**TASK MATERIAL:**
▬▬▬▬▬▬

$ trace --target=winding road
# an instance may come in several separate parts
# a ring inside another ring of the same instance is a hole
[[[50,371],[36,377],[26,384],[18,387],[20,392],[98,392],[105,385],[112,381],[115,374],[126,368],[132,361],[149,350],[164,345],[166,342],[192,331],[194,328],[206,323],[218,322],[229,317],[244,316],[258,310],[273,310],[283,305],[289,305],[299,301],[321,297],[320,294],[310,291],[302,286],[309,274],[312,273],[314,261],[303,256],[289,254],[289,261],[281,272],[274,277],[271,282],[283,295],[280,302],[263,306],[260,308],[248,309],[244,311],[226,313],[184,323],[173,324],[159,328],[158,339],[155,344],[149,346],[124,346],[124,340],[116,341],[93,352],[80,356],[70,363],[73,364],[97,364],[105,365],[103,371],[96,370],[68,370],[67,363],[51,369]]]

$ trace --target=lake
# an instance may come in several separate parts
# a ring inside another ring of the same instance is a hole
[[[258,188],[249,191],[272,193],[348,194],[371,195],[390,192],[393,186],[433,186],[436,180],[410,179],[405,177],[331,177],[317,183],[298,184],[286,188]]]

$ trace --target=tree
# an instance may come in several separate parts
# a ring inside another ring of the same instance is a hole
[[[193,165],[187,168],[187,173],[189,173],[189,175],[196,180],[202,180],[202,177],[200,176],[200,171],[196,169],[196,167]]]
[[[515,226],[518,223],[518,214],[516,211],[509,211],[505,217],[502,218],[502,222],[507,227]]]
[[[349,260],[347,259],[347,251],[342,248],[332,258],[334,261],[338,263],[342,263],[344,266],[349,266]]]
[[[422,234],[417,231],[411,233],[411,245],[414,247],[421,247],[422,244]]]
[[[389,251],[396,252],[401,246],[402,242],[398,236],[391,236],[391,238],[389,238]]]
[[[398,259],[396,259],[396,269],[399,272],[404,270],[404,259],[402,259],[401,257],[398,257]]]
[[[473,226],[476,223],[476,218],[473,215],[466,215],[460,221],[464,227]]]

▬▬▬▬▬▬

**REQUEST:** Everything in the listing above should be restated exactly.

**ANSWER FOR THIS EXERCISE:**
$ trace --target=winding road
# an instance may come in several separate parts
# a ring inside another ring of the same instance is a hole
[[[50,371],[36,377],[26,384],[18,387],[20,392],[98,392],[105,385],[112,381],[115,374],[126,368],[132,361],[149,350],[164,345],[166,342],[192,331],[194,328],[206,323],[218,322],[229,317],[244,316],[258,310],[273,310],[283,305],[289,305],[299,301],[321,297],[320,294],[310,291],[302,286],[309,274],[312,273],[314,261],[303,256],[289,254],[289,261],[281,272],[274,277],[271,282],[283,295],[280,302],[263,306],[260,308],[248,309],[244,311],[226,313],[184,323],[173,324],[159,328],[158,339],[155,344],[149,346],[124,346],[124,340],[116,341],[93,352],[80,356],[70,363],[73,364],[97,364],[105,365],[103,371],[96,370],[68,370],[67,363],[51,369]]]

$ trace --target=lake
# an instance may come in several separate parts
# a ring inside another ring of the same instance is a hole
[[[258,188],[249,191],[272,193],[348,194],[371,195],[390,192],[393,186],[433,186],[436,180],[410,179],[405,177],[331,177],[317,183],[298,184],[286,188]]]

$ trace --target=tree
# an instance may come in several separate parts
# a ring inside another ring of the same instance is a hole
[[[193,165],[187,168],[187,173],[189,173],[189,175],[196,180],[202,180],[202,177],[200,176],[200,171],[196,169],[196,167]]]
[[[515,226],[518,223],[518,214],[516,211],[509,211],[505,217],[502,218],[502,222],[507,227]]]
[[[349,260],[347,259],[347,251],[342,248],[332,258],[334,261],[338,263],[342,263],[344,266],[349,266]]]
[[[422,234],[417,231],[411,233],[411,245],[414,247],[421,247],[422,244]]]
[[[389,251],[396,252],[401,246],[402,242],[398,236],[391,236],[391,238],[389,238]]]
[[[398,259],[396,259],[396,269],[399,272],[404,270],[404,259],[402,259],[401,257],[398,257]]]
[[[473,226],[476,223],[476,218],[473,215],[466,215],[460,221],[464,227]]]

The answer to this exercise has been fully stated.